■ Problem description:
Rescale the part that opens with the line containing "Objective — for every instance of the black riding helmet, place" and runs through the end of the rows, repeating every line, requests included. Multiply each point coordinate in the answers by 2.6 and round to whole numbers, with halves going up, but leave the numbers in the requests and their format samples unchanged.
-- start of Records for this exercise --
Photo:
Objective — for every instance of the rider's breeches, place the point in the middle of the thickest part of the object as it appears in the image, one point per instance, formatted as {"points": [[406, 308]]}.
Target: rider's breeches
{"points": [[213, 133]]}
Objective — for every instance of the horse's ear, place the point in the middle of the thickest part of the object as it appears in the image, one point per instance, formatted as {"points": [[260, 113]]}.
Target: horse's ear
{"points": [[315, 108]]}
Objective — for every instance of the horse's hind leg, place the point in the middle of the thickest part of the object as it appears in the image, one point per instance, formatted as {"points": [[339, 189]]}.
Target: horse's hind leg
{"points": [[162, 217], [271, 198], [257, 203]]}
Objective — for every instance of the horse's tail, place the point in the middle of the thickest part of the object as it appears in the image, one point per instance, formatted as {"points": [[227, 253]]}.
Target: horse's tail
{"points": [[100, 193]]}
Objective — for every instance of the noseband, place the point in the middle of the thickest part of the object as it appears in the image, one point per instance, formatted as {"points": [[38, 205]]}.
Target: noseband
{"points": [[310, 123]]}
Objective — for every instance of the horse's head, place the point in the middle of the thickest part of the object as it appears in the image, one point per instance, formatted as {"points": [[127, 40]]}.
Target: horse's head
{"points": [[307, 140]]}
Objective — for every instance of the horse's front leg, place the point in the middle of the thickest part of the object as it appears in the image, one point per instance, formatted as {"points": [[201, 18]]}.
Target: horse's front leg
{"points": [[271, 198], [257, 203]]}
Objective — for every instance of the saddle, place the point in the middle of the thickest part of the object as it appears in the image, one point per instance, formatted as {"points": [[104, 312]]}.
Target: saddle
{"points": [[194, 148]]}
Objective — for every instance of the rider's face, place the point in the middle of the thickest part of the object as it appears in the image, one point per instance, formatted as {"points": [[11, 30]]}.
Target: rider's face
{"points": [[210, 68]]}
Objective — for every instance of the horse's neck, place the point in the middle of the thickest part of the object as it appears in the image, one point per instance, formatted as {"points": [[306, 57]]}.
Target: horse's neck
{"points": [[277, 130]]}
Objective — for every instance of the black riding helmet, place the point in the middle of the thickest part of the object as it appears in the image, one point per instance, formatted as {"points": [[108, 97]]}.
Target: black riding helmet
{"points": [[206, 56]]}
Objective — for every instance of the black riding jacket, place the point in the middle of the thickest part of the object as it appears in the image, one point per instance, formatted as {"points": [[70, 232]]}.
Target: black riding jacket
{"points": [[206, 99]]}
-- end of Records for this exercise --
■ Solution to this exercise:
Objective — for every instance of the black riding helmet, place the point in the middle of the thickest part of the object as it appears in the image, one point per instance, formatted as {"points": [[108, 97]]}.
Target: black riding helmet
{"points": [[536, 146]]}
Objective — for every instance of the black riding jacket, place the point in the middle of the thickest part of the object as it appears in the image, one point per instance, formatted as {"points": [[70, 232]]}.
Target: black riding jacket
{"points": [[536, 257]]}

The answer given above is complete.